Excerpts from a dataset:

>>>>

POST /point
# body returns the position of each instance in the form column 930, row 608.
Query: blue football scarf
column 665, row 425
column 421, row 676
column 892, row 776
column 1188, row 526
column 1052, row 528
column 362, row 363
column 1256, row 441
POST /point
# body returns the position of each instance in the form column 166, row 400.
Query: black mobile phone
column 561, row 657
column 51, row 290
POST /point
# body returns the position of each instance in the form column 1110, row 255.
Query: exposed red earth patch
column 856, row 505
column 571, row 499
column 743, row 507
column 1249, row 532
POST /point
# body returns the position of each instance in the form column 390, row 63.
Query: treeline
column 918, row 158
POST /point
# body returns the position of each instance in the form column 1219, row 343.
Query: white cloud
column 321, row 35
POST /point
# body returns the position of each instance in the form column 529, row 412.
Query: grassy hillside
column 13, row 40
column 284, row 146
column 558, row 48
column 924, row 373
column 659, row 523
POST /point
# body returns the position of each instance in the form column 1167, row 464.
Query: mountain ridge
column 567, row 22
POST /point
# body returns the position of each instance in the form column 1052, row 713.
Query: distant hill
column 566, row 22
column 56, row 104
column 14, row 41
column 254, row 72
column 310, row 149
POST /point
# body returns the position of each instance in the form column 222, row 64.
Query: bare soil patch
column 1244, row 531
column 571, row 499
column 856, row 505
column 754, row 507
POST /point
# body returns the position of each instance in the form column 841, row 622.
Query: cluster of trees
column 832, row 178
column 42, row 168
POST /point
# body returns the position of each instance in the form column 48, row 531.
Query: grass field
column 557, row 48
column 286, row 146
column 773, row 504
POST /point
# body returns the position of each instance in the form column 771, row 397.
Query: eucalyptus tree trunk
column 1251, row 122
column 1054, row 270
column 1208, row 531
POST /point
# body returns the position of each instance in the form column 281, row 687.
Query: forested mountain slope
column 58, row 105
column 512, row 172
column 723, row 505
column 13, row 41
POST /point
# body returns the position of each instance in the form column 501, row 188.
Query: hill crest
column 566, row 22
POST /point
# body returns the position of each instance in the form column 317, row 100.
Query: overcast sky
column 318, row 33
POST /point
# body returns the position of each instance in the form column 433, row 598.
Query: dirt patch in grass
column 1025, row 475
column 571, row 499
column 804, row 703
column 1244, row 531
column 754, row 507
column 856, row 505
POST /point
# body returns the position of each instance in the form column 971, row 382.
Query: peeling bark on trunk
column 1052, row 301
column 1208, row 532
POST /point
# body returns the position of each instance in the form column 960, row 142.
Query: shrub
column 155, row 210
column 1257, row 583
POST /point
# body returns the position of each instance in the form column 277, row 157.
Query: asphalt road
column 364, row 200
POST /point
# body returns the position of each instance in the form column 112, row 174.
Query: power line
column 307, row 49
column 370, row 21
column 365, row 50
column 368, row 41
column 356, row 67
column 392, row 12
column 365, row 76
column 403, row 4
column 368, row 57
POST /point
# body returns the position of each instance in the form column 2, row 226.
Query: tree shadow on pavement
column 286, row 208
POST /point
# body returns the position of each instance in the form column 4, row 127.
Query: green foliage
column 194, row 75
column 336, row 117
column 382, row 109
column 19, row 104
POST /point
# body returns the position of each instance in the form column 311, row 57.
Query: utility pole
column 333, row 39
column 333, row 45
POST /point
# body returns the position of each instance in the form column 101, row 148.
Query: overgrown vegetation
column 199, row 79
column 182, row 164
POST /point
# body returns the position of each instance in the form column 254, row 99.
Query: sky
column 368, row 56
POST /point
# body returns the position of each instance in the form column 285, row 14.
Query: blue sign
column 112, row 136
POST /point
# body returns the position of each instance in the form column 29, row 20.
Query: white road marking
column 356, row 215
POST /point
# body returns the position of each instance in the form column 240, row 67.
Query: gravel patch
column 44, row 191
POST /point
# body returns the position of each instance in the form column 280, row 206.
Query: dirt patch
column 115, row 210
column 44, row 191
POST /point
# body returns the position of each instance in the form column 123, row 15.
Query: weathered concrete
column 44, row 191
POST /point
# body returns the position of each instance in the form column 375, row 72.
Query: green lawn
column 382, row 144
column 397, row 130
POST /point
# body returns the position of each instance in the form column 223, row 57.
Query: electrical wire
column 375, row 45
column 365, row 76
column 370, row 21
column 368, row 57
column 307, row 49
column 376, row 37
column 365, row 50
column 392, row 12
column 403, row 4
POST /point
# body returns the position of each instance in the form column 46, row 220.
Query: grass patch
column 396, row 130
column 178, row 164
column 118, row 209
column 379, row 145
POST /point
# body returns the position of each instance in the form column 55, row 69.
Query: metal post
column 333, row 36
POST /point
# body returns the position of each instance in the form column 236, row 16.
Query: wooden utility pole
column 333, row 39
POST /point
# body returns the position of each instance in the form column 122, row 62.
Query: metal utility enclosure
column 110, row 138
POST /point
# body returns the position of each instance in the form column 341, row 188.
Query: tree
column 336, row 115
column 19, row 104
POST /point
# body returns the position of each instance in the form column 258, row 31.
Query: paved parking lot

<<<<

PROBLEM REQUIREMENTS:
Write the entries out once more, exactly, without dropping a line.

SOLUTION:
POST /point
# body returns the position of each instance in the form column 930, row 608.
Query: blue football scarf
column 665, row 425
column 421, row 676
column 892, row 776
column 1188, row 526
column 1052, row 528
column 362, row 363
column 1256, row 441
POST /point
# body returns the position of each instance in the form column 166, row 400.
Query: black mobile phone
column 561, row 657
column 51, row 290
POST /point
# body returns the position of each instance in the form column 1110, row 255.
Query: exposed red earth patch
column 856, row 505
column 571, row 499
column 743, row 507
column 1249, row 532
POST /point
# body returns the position of each instance in the form column 390, row 63.
Query: treeline
column 918, row 158
POST /point
# body returns the position of each instance in the form column 1219, row 343.
Query: white cloud
column 321, row 35
POST /point
# body returns the position of each instance in the form column 529, row 412.
Query: grassy hillside
column 13, row 40
column 284, row 146
column 558, row 48
column 924, row 373
column 659, row 523
POST /point
# body returns the position of each instance in the form column 1167, row 464.
Query: mountain ridge
column 567, row 22
POST /point
# body returns the position of each instance in the form column 1052, row 713.
Query: distant hill
column 566, row 22
column 56, row 104
column 14, row 41
column 254, row 72
column 310, row 149
POST /point
# body returns the position of each instance in the form column 222, row 64.
Query: bare soil patch
column 1244, row 531
column 571, row 499
column 856, row 505
column 754, row 507
POST /point
# body returns the position of each instance in the form column 841, row 622.
Query: cluster of trees
column 832, row 178
column 42, row 168
POST /point
# body returns the position of each instance in the form column 48, row 531.
Query: grass field
column 557, row 48
column 286, row 146
column 773, row 504
POST /point
# body returns the position of each instance in the form column 771, row 397.
Query: eucalyptus tree trunk
column 1251, row 122
column 1054, row 270
column 1208, row 531
POST /point
# body returns the position of each instance in the form column 281, row 687.
Query: forested mountain slope
column 58, row 105
column 512, row 172
column 723, row 505
column 13, row 41
POST /point
# body returns the position of each instance in the form column 501, row 188.
Query: hill crest
column 566, row 22
POST /point
# body returns the position of each instance in the form column 317, row 100.
Query: overcast sky
column 318, row 33
POST /point
# body returns the position of each instance in the form column 433, row 598.
Query: dirt patch in grass
column 1025, row 475
column 571, row 499
column 804, row 703
column 1244, row 531
column 754, row 507
column 856, row 505
POST /point
# body returns the position of each instance in the form column 971, row 382.
Query: peeling bark on trunk
column 1052, row 301
column 1208, row 532
POST /point
# body returns the position of each instance in the form column 960, row 142.
Query: shrub
column 155, row 210
column 1257, row 583
POST /point
# body returns the position of each instance in the form column 277, row 157.
Query: asphalt road
column 364, row 200
POST /point
# body returns the position of each instance in the form column 112, row 174.
Query: power line
column 307, row 49
column 370, row 21
column 365, row 50
column 368, row 41
column 356, row 67
column 392, row 12
column 365, row 76
column 403, row 4
column 368, row 57
POST /point
# body returns the position of each instance in the form column 2, row 226.
Query: tree shadow on pavement
column 286, row 208
POST /point
# body returns the position of each instance in the form column 4, row 127.
Query: green foliage
column 194, row 75
column 336, row 117
column 382, row 109
column 19, row 104
POST /point
# body returns the position of each instance in the form column 311, row 57.
Query: utility pole
column 333, row 39
column 333, row 45
POST /point
# body returns the position of each instance in the form column 101, row 148.
Query: overgrown vegetation
column 199, row 79
column 182, row 164
POST /point
# body returns the position of each instance in the form column 254, row 99.
Query: sky
column 368, row 56
POST /point
# body returns the position of each instance in the form column 285, row 14.
Query: blue sign
column 112, row 136
POST /point
# body returns the position of each instance in the form column 29, row 20.
Query: white road marking
column 356, row 215
POST /point
# body returns the position of each instance in the form column 240, row 67.
Query: gravel patch
column 44, row 191
POST /point
# body returns the position of each instance in the form column 280, row 206.
Query: dirt patch
column 115, row 210
column 44, row 191
POST /point
# body returns the position of each instance in the form column 123, row 15.
Query: weathered concrete
column 44, row 191
POST /point
# body returns the position of each instance in the form column 375, row 72.
Query: green lawn
column 382, row 144
column 397, row 130
POST /point
# body returns the position of each instance in the form column 223, row 57.
Query: electrical wire
column 375, row 45
column 365, row 76
column 370, row 21
column 368, row 57
column 307, row 49
column 376, row 37
column 365, row 50
column 392, row 12
column 403, row 4
POST /point
# body returns the position of each instance in the form column 46, row 220.
Query: grass patch
column 396, row 130
column 178, row 164
column 118, row 209
column 379, row 145
POST /point
# body returns the position of each instance in the form column 55, row 69.
Query: metal post
column 333, row 36
POST /point
# body returns the position of each instance in the form column 236, row 16.
Query: wooden utility pole
column 333, row 39
POST /point
# body returns the position of each instance in the form column 122, row 62.
Query: metal utility enclosure
column 110, row 138
POST /point
# body returns the position of each instance in the form column 341, row 188.
Query: tree
column 336, row 115
column 19, row 104
POST /point
# body returns the position of each instance in the form column 258, row 31.
Query: paved parking lot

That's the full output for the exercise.